(Text shown)
--- Start ---
Nerina Shute (17 July 1908 – 20 October 2004) was an English writer and journalist, described by the Sunday Times as "the amazingly colourful, brilliant and bisexual film critic".

Early life
Shute was born in Prudhoe, Northumberland. Her father, Cameron Shute, was the ne'er-do-well son of a general, Sir Charles Shute, who had fought at Balaclava and was MP for Brighton from 1874 to 1880.

Her racy mother, née Amy Bertha ("Renie") Pepper Stavely, was of a well-to-do family with its seat at Woldhurstlea, near Crawley, West Sussex and was the author of a rip-roaring Edwardian novel The Unconscious Bigamist. She was sedulous in not sleeping with her lovers: she married six of them. The second of these husbands was Nerina’s father. After a childhood overshadowed by her parents’ fast living in London and then Hollywood, in the course of which she sold her first story to McClure’s Magazine at 16, for $150, she returned to England. There, living in Devon, she soon became as discontented as she had been in America.

She arrived in London in 1928. While staying at the hostel which later inspired Muriel Spark, she took a post at the Times Book Club. Soon she graduated to Film Weekly, where she was told: “You have a very impertinent pen” after calling Madeleine Carroll a "ruthless Madonna". Fearing the worst, she was startled to get a rise and requests for more of the same; she provided it, with sparkling dismissals of the "It" set of the day. For all her bravura, though, she was vexed by "it", by the "sheer awkwardness," she wrote, "of being a modern girl and, at the same time, a virgin".

She contemplated marriage to a man called Charles, a doctor who had been struck off for performing an abortion, but thought better of it and promptly missed him while the capital buzzed. Of London's lesbians she noted: “They lied, cheated and had hysterics . . . the code of homosexuality might be all right in theory but the people who practised it were intolerable.”
--- End ---
(Written instruction 1)
Transcribe the Nerina Shute passage starting with "Her racy mother, née" and going on through "been in America.".
(Written instruction 2)
Answer these questions from the Nerina Shute passage.
(a) In what town was Shute born?
(b) How much was Shute paid for the first story she sold to McClure's Magazine?
(c) At which publication was Shute told that she had "a very impertinent pen"?

(Material supplied)
--- Start ---
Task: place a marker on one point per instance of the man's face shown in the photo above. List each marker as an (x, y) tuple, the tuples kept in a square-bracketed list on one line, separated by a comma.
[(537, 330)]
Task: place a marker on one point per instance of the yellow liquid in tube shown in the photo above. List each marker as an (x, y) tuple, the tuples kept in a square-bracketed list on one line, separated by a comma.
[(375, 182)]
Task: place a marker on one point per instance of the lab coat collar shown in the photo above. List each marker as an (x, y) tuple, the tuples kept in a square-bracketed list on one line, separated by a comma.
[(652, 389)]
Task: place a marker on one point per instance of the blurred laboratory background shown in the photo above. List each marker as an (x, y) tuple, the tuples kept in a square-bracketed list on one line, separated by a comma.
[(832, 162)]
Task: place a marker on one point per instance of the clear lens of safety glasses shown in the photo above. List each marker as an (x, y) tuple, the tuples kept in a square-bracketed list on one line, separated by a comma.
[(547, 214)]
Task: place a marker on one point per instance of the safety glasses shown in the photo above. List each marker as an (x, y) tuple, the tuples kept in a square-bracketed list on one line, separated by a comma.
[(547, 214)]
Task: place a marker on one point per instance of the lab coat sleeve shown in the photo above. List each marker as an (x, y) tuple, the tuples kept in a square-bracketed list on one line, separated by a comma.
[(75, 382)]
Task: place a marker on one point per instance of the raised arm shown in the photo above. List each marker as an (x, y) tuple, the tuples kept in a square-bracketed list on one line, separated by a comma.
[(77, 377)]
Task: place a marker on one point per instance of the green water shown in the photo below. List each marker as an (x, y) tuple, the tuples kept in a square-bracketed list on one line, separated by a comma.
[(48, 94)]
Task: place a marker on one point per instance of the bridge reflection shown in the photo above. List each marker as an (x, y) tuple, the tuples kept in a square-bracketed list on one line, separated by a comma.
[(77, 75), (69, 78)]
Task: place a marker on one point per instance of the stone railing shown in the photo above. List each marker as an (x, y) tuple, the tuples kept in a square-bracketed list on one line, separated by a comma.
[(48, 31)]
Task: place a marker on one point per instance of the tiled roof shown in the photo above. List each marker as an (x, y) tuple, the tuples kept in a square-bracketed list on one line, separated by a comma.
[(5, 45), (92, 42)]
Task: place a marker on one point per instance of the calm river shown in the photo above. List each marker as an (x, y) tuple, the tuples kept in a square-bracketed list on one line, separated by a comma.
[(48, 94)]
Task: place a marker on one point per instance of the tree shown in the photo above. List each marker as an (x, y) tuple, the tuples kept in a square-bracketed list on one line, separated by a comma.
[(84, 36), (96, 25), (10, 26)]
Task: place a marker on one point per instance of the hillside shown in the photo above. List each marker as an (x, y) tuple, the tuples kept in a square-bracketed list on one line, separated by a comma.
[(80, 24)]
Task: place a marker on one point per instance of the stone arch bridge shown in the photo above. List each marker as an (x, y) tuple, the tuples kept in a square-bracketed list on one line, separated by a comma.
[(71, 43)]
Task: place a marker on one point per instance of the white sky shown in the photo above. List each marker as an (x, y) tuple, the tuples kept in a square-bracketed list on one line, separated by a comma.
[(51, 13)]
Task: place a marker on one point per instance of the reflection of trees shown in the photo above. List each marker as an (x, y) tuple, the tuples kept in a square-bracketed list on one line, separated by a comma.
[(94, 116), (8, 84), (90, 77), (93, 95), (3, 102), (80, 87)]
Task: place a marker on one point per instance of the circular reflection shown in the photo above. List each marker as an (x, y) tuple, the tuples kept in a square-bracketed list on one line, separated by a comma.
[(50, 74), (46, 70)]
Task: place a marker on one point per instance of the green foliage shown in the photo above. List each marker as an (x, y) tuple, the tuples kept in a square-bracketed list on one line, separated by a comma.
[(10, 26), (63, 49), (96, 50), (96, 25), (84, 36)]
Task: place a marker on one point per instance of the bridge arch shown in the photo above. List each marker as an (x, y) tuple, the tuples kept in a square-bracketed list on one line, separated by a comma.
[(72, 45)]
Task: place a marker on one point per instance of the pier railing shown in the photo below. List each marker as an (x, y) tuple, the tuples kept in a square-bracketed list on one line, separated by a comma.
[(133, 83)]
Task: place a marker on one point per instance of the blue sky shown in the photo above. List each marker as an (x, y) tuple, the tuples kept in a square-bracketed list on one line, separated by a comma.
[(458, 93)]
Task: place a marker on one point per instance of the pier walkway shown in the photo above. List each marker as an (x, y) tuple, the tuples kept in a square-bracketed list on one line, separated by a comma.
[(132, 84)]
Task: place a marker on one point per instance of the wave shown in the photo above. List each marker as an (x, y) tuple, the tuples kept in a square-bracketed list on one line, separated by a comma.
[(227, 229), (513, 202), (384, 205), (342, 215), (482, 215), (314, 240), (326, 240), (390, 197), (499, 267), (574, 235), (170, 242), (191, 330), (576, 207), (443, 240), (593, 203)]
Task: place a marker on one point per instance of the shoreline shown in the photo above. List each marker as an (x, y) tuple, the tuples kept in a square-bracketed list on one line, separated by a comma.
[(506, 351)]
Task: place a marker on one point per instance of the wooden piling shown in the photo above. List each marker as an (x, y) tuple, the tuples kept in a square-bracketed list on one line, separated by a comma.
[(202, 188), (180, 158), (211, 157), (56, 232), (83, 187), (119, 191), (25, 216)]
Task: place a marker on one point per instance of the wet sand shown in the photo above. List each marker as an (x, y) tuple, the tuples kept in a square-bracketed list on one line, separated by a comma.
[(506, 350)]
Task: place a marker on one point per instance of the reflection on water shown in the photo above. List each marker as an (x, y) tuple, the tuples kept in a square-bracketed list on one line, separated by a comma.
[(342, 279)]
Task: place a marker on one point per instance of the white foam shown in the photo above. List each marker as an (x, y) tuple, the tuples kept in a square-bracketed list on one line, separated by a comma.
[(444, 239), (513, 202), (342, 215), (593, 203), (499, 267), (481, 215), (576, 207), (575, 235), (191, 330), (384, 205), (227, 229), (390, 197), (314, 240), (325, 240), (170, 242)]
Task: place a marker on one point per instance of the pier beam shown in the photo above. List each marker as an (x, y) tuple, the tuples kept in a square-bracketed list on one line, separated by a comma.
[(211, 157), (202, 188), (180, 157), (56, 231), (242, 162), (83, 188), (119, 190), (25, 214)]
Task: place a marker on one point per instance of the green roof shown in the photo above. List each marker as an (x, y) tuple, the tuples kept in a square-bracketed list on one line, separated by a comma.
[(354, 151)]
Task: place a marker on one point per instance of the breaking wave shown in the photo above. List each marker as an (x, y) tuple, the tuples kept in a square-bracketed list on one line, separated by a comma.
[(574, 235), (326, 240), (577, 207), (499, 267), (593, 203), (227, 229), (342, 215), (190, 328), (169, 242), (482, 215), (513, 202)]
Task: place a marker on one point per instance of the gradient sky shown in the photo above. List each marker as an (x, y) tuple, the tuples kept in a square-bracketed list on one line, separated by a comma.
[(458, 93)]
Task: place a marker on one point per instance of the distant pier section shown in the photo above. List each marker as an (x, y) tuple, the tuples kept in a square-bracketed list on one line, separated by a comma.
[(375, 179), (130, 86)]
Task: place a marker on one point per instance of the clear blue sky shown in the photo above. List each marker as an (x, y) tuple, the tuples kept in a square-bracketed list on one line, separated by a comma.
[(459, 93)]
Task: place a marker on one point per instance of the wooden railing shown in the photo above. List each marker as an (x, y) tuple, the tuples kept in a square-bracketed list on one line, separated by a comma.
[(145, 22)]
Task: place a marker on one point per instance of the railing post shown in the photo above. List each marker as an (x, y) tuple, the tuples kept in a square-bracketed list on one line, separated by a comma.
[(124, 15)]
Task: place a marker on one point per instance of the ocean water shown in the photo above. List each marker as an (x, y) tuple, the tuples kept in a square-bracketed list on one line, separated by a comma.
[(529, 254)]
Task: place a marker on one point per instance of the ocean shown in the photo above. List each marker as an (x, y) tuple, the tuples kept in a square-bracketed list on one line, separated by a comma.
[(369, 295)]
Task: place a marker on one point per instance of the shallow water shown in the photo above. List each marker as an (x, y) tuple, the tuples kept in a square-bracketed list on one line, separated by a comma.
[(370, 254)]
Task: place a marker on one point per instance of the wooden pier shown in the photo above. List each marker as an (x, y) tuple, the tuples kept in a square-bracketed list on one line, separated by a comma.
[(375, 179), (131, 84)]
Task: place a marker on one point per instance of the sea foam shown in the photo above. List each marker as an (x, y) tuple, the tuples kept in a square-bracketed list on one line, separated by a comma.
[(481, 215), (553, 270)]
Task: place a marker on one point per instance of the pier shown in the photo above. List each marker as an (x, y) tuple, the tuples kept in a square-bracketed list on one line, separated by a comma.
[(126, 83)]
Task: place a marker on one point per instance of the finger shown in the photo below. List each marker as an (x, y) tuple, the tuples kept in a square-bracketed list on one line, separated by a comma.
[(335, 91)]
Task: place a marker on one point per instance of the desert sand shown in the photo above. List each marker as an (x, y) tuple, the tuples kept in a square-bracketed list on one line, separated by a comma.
--- End ---
(Finished answer 1)
Her racy mother, née Amy Bertha ("Renie") Pepper Stavely, was of a well-to-do family with its seat at Woldhurstlea, near Crawley, West Sussex and was the author of a rip-roaring Edwardian novel The Unconscious Bigamist. She was sedulous in not sleeping with her lovers: she married six of them. The second of these husbands was Nerina’s father. After a childhood overshadowed by her parents’ fast living in London and then Hollywood, in the course of which she sold her first story to McClure’s Magazine at 16, for $150, she returned to England. There, living in Devon, she soon became as discontented as she had been in America.

(Finished answer 2)
(a) Prudhoe, Northumberland
(b) $150
(c) Film Weekly